▶ **TEXT EXCERPT**:
[BEGIN]
Variable Clustering — CorrVarClus

Groups features by correlation structure to identify redundant predictors before fitting a logistic regression.

Algorithm

Drop zero-variance columns
Hierarchical clustering with metric="correlation", method="average"
Cut the dendrogram at max_correlation (or max_clusters)
Rank features within each cluster by absolute Gini (descending)

best_features() returns the top-ranked feature per cluster.

Basic usage

import numpy as np
import polars as pl
from datasci_toolkit import CorrVarClus

rng = np.random.default_rng(0)
N = 800

# Group 1: f0, f1, f2 — strongly correlated
f0 = rng.normal(0, 1, N)
f1 = f0 + rng.normal(0, 0.2, N)
f2 = f0 + rng.normal(0, 0.3, N)
[END]
▶ **WHAT THE EXERCISE ASKS**: Write out the variable clustering page word for word, from "import numpy as" up to and including "rng.normal(0, 1, N)".

▶ **DATA**:
[BEGIN]
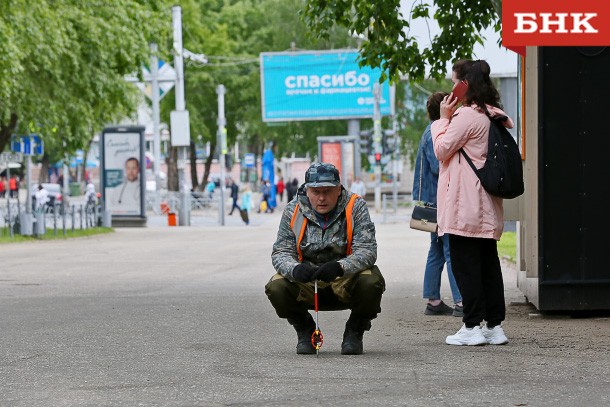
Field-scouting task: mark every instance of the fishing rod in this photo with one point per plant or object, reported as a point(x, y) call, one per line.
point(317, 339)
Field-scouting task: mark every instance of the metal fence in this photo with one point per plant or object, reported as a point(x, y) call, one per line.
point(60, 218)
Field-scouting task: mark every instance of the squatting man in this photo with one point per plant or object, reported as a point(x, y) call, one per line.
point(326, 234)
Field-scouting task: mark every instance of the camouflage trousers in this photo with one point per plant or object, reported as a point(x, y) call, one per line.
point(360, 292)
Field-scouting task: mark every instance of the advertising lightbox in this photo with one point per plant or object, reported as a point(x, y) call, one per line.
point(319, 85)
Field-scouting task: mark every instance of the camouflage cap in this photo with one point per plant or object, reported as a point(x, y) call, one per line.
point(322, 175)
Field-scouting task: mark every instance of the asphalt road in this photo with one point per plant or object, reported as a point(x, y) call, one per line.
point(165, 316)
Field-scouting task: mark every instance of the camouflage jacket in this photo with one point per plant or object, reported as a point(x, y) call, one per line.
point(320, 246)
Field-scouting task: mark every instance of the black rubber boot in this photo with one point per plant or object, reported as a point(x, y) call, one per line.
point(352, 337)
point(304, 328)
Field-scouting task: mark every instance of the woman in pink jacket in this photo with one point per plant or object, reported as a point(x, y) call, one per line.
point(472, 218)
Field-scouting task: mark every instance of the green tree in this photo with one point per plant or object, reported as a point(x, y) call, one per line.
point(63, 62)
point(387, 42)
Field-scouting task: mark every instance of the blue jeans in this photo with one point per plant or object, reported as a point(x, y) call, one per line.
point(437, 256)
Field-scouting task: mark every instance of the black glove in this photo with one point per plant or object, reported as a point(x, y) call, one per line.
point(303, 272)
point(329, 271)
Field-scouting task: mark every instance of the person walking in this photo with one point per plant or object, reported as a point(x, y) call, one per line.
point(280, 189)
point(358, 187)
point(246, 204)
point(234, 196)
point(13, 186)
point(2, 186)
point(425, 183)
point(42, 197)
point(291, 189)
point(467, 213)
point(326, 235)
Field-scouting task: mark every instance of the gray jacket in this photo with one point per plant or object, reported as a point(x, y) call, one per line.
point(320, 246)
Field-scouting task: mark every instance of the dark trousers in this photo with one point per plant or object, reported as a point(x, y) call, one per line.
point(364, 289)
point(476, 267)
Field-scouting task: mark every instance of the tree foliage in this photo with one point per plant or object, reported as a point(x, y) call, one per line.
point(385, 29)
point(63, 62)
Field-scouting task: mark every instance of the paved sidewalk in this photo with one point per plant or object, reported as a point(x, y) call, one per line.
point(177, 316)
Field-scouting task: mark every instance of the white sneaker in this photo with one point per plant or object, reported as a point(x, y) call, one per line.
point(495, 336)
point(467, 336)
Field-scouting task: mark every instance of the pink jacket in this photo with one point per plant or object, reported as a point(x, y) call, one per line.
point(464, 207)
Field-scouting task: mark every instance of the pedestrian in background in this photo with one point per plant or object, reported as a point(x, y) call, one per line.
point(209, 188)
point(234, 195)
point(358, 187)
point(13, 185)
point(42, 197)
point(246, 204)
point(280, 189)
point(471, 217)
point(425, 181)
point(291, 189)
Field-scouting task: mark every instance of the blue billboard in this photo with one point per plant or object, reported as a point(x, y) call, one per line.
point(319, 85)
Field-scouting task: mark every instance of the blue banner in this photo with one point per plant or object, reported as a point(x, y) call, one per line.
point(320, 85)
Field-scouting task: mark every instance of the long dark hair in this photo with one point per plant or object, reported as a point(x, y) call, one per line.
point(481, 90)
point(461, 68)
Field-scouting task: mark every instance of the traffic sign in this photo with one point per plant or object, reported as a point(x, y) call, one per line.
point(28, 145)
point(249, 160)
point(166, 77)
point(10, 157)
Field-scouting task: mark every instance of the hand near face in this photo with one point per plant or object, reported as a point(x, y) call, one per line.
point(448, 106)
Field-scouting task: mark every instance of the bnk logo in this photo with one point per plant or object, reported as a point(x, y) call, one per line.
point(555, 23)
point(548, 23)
[END]
▶ **SOLUTION FOR THIS TASK**:
import numpy as np
import polars as pl
from datasci_toolkit import CorrVarClus

rng = np.random.default_rng(0)
N = 800

# Group 1: f0, f1, f2 — strongly correlated
f0 = rng.normal(0, 1, N)